VORLIEGENDER TEXT:

Eigentlich verboten, aber nicht ausdrücklich ...
Sollen künstlich befruchtete menschliche Embryonen genetisch untersucht werden dürfen, bevor sie in die Gebärmutter einer Frau eingepflanzt werden - und falls ja, unter welchen Bedingungen?

Die PID gilt in Österreich als gesetzlich verboten - wenn auch nicht ausdrücklich. Die künstliche Befruchtung ist hier im Fortpflanzungsmedizingesetz (FMedG) geregelt - und dort steht, dass alles getan werden darf, was zur Herbeiführung einer Schwangerschaft erforderlich ist.
... deshalb in bestimmten Fällen schon heute erlaubt
Eine eindeutige Auslegung dieses Gesetzes gibt es nicht, die Bioethik-Kommission kommt in diesem Punkt jedoch zu einem gemeinsamen Schluss, so Kommissionsvorsitzender Johannes Huber. PID wäre nach Ansicht aller Kommissionsmitglieder in jenen Fällen auch in Österreich heute schon erlaubt, wo es darum geht, zu testen, ob ein Embryo überhaupt überlebensfähig wäre.

AUSZÜGE AUS DATENSATZ:

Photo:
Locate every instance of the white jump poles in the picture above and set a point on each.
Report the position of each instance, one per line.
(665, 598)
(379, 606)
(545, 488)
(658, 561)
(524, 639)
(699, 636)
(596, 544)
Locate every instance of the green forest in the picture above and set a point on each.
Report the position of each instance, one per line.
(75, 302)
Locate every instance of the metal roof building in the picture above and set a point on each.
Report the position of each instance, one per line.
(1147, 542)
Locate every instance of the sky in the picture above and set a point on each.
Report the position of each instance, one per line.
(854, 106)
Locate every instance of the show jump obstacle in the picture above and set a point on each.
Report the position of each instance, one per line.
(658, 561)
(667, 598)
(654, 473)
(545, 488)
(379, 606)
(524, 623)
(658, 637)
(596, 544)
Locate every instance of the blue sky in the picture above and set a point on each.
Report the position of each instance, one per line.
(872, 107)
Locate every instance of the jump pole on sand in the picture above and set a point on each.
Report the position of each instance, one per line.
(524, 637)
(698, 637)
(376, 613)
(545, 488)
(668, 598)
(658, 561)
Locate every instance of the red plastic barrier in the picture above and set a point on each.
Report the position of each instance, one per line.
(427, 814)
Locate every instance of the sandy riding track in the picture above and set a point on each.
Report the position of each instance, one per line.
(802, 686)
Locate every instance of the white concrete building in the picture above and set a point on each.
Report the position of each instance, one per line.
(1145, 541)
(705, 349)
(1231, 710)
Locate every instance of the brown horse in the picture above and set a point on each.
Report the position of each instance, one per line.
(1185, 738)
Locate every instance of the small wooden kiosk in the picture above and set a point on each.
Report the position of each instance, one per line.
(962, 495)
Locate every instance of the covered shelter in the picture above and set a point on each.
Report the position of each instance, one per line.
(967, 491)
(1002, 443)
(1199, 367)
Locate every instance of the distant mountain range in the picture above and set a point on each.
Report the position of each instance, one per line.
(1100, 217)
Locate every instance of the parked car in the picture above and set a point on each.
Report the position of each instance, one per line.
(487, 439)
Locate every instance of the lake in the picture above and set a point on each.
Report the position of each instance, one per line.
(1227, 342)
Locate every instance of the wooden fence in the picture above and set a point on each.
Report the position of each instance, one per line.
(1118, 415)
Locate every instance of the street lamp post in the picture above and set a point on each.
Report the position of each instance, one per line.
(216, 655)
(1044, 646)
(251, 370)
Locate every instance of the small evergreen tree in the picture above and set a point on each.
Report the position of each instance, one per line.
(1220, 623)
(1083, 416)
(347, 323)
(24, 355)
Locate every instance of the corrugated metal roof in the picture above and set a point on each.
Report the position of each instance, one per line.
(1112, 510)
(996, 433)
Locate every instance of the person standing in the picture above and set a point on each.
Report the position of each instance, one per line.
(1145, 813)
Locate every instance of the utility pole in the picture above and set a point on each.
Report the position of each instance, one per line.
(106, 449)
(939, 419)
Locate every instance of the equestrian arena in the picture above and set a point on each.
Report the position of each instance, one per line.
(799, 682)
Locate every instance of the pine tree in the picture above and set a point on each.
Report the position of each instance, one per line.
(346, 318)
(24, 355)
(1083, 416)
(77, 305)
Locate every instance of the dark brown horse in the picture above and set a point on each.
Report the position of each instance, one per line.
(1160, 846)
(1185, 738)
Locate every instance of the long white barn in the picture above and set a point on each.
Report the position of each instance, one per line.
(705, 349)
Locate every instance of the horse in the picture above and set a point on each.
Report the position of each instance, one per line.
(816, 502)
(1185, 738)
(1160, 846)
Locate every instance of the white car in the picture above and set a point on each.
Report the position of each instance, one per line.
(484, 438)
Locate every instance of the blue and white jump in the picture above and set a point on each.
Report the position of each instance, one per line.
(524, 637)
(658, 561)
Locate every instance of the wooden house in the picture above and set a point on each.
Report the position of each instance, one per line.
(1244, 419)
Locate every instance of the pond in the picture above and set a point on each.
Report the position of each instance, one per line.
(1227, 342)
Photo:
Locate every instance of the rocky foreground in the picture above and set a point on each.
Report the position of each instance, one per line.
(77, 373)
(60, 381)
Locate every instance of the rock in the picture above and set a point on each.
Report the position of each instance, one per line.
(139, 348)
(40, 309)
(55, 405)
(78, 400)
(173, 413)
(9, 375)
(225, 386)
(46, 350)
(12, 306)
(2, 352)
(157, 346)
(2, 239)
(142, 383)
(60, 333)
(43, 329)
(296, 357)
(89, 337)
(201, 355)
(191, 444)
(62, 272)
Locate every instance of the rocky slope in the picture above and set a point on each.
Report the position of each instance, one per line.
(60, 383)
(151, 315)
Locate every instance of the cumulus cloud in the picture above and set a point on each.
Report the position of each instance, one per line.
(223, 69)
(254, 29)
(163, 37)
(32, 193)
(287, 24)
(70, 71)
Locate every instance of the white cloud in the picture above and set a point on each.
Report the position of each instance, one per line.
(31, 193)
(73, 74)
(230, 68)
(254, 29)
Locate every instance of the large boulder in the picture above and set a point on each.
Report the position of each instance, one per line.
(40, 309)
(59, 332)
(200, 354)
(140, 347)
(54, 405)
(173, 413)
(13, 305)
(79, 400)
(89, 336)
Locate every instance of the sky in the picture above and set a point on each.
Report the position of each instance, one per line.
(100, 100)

AUFGABE IM DETAIL: Gib den Text über die PID ab „Sollen künstlich befruchtete“ bis einschließlich „überhaupt überlebensfähig wäre.“ Wort für Wort wieder. Die Zeilen sind eigenes Material und haben mit dem Text nichts zu tun.

ANTWORT ZUR AUFGABE:
Sollen künstlich befruchtete menschliche Embryonen genetisch untersucht werden dürfen, bevor sie in die Gebärmutter einer Frau eingepflanzt werden - und falls ja, unter welchen Bedingungen?

Die PID gilt in Österreich als gesetzlich verboten - wenn auch nicht ausdrücklich. Die künstliche Befruchtung ist hier im Fortpflanzungsmedizingesetz (FMedG) geregelt - und dort steht, dass alles getan werden darf, was zur Herbeiführung einer Schwangerschaft erforderlich ist.
... deshalb in bestimmten Fällen schon heute erlaubt
Eine eindeutige Auslegung dieses Gesetzes gibt es nicht, die Bioethik-Kommission kommt in diesem Punkt jedoch zu einem gemeinsamen Schluss, so Kommissionsvorsitzender Johannes Huber. PID wäre nach Ansicht aller Kommissionsmitglieder in jenen Fällen auch in Österreich heute schon erlaubt, wo es darum geht, zu testen, ob ein Embryo überhaupt überlebensfähig wäre.